+++ SUPPLIED RECORDS +++

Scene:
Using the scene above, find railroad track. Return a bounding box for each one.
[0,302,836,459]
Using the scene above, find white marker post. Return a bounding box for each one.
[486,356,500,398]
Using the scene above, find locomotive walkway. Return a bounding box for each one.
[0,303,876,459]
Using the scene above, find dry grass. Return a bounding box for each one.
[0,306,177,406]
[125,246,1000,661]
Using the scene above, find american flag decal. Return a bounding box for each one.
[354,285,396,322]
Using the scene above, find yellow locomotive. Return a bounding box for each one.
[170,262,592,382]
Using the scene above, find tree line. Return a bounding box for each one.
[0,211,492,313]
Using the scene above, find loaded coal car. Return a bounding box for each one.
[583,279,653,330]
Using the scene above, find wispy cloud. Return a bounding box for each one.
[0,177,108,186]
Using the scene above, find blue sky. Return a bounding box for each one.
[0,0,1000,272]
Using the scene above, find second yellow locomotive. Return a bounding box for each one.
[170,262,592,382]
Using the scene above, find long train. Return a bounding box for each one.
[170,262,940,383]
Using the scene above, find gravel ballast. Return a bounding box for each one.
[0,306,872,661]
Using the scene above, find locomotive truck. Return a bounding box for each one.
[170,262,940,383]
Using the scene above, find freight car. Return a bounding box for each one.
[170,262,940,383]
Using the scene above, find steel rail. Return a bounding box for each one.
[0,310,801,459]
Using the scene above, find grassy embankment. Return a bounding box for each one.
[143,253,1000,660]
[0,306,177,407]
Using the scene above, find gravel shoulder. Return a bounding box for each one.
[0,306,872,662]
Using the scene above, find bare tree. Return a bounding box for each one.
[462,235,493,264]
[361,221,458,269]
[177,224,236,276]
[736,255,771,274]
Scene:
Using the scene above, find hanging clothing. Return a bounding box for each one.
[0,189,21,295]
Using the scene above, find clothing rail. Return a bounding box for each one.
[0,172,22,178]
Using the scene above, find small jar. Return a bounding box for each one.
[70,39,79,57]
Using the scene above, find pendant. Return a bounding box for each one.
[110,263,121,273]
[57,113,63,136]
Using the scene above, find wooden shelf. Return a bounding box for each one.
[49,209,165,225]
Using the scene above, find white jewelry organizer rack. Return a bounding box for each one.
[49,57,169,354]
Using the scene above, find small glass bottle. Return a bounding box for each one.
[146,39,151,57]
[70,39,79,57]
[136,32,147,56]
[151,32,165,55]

+++

#### WHAT IS REQUIRED
Arrange all the records above as a two-column CSV headed instruction and boxes, with one row per record. Put each record's text and its answer in separate quoted fields, replacing any line breaks with spaces.

#### CORRECT RESPONSE
instruction,boxes
"Scene: Using the scene above, find railroad track. Return a bounding box for each one.","[0,302,836,459]"
"Using the scene above, find white marker post. Return a bounding box for each one.","[486,356,500,398]"
"Using the scene above, find locomotive walkway. Return a bounding box for each one.","[0,303,876,459]"
"Using the scene above, find dry grass. Return a bounding box for each one.","[0,306,177,406] [125,246,1000,661]"
"Using the scene above, find american flag decal. Return a bounding box for each one.","[354,285,396,322]"
"Using the scene above, find yellow locomotive. Return a bounding box for each one.","[170,262,592,382]"
"Using the scene above, find tree line. Return a bounding box for each one.","[0,211,492,313]"
"Using the scene above, find loaded coal car. Return a bounding box for each one.","[583,279,653,330]"
"Using the scene above, find wispy cloud. Return a bounding box for each one.","[0,177,108,186]"
"Using the scene above, find blue sky. Return a bounding box for each one.","[0,0,1000,272]"
"Using the scene above, find second yellow locomotive. Return a bounding box for each one.","[170,262,592,382]"
"Using the scene above, find long train. Return a bounding box for each one.","[170,262,940,383]"
"Using the scene above, find gravel ballast. Return a bounding box for each one.","[0,306,872,661]"
"Using the scene above, find locomotive truck. Return a bounding box for each one.","[170,262,940,383]"
"Using the scene above, find freight car. Return a bounding box for each one.","[170,262,940,383]"
"Using the scene above, find steel rail. Return a bounding box for each one.","[0,310,801,459]"
"Using the scene above, find grassy embankment. Return a bounding box for each one.","[143,253,1000,660] [0,306,177,407]"
"Using the scene above, find gravel shoulder. Return a bounding box for each one.","[0,306,872,662]"
"Using the scene above, find bare tree. Return a bounding box for each one.","[462,235,493,264] [361,221,458,269] [177,224,236,276] [736,255,771,274]"
"Scene: Using the scene above, find hanging clothing. Return a bounding box for each one.","[0,189,21,295]"
"Using the scene above, find clothing rail. Return a bounding box for each one.","[0,172,22,178]"
"Using the scene above, find small jar. Return a bounding box for each one.","[70,39,79,57]"
"Using the scene above, find pendant. Return a bounding box for each one.","[110,263,121,273] [57,113,63,136]"
"Using the scene above, find wooden shelf. Return a bounding box for each one.","[49,209,165,225]"
"Using the scene above, find white jewelry organizer rack. Return a bounding box for each one.","[49,57,169,354]"
"Using the scene above, find small glass bottle. Return a bounding box for each one.","[146,39,151,57] [70,39,79,57] [136,32,147,56] [151,32,165,55]"